**Instructions to follow**
Nothing but the lines from the one with "One pin marks each instance of the white foam." through the end of the records below should be written out, and each must match word for word.

**Records for the task**
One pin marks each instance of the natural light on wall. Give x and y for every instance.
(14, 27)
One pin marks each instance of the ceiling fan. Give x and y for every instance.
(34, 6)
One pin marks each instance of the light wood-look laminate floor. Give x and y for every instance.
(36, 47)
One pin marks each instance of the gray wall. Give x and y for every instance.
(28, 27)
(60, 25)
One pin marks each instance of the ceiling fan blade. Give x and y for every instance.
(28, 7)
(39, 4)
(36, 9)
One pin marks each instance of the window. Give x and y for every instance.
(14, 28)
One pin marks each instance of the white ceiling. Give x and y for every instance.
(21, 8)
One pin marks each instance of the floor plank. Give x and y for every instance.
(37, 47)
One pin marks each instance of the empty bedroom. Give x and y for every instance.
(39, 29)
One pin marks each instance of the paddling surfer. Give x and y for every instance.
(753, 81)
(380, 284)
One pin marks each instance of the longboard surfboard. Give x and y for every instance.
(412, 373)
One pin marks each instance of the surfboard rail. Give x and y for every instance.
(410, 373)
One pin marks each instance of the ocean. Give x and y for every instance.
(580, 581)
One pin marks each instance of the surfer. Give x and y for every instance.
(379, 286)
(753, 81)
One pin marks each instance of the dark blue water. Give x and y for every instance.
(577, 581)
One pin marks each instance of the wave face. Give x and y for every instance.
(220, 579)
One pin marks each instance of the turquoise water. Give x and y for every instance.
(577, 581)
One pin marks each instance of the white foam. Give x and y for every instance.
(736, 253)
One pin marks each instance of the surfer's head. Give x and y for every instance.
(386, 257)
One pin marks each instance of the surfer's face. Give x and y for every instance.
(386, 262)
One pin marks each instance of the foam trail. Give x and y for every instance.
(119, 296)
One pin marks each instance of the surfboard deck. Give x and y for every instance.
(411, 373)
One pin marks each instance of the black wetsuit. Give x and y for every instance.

**Result**
One pin marks each instance of the white foam. Give x and y for every instance.
(736, 253)
One pin marks each instance of the surfer's head. Give x and y for every instance.
(386, 257)
One pin marks each instance of the surfer's face. Give x and y for every instance.
(386, 262)
One pin marks each instance of the foam trail. Give x and y for every instance.
(119, 296)
One pin marks each instance of the surfboard deck. Give x and y for every instance.
(411, 373)
One pin marks each instance of the black wetsuit. Give x and y for every instance.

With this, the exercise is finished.